_Description of the task_.
Locate each line in the records that contains the string "after" and copy those lines in full. Case counts, so match capitalization exactly.

_Input data_.
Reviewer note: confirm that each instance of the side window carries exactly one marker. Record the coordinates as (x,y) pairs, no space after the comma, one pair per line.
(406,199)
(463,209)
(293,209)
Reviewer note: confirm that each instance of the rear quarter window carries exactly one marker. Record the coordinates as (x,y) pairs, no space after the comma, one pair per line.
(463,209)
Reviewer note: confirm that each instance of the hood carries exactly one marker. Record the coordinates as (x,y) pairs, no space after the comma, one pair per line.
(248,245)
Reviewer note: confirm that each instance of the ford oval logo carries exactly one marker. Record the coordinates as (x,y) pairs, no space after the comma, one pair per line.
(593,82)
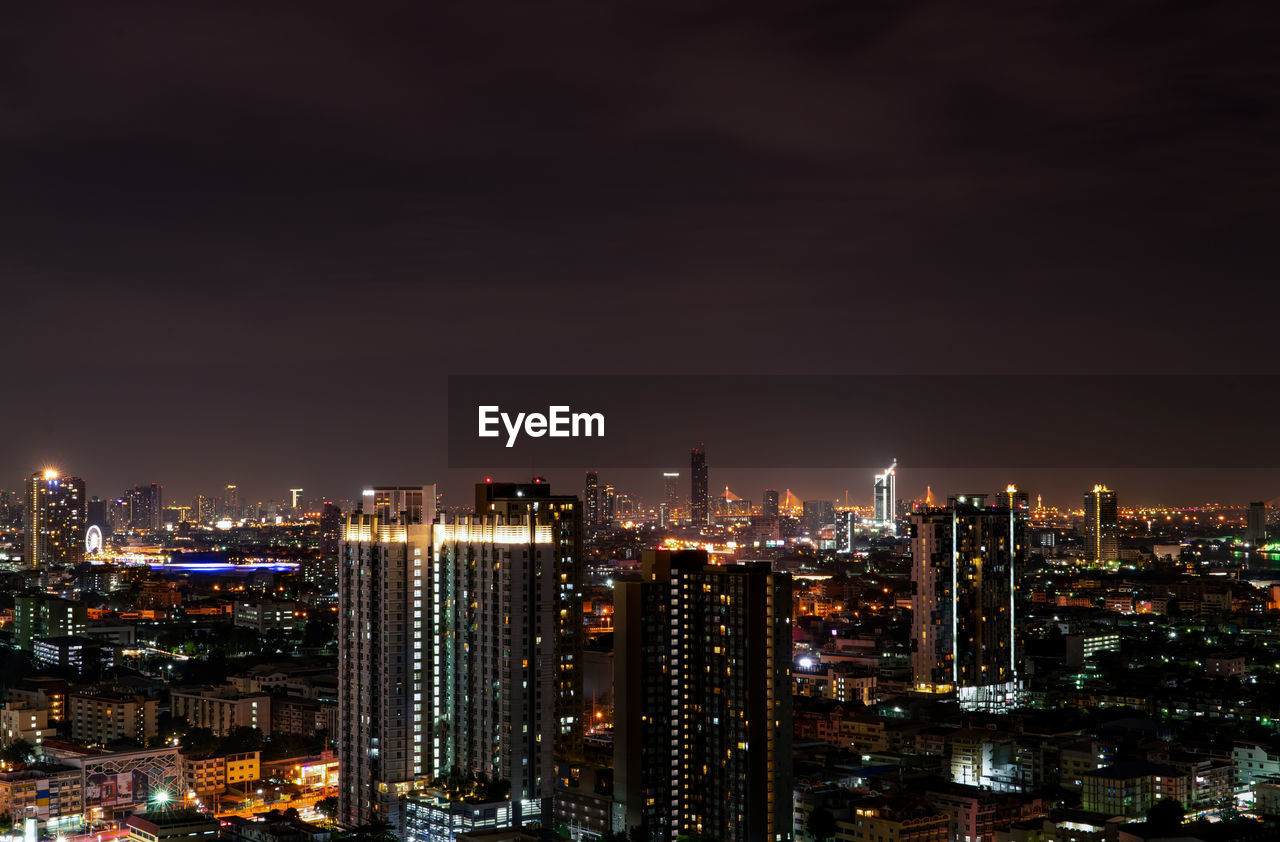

_The solution_.
Reviewer note: confirm that each instance of the side window carries exactly one marker. Record the coordinates as (x,y) pairs, no space after the comma, one pair per line.
Reviewer note: confirm that each instance of the rear quarter window carries exactly one marker. Record the coordinates as (x,y) pairs, no space after the comma, one pair per line.
Reviewer note: confirm that each instance of the hood carries exactly one marker. Record the coordinates as (x,y) pairs, no space after the comma, one pair per line.
Reviewer note: confirm that each instance of the ford oval logo carries exactly one marker. Record the coordinates as (x,y) pairs, no space after the comma, one pair per line.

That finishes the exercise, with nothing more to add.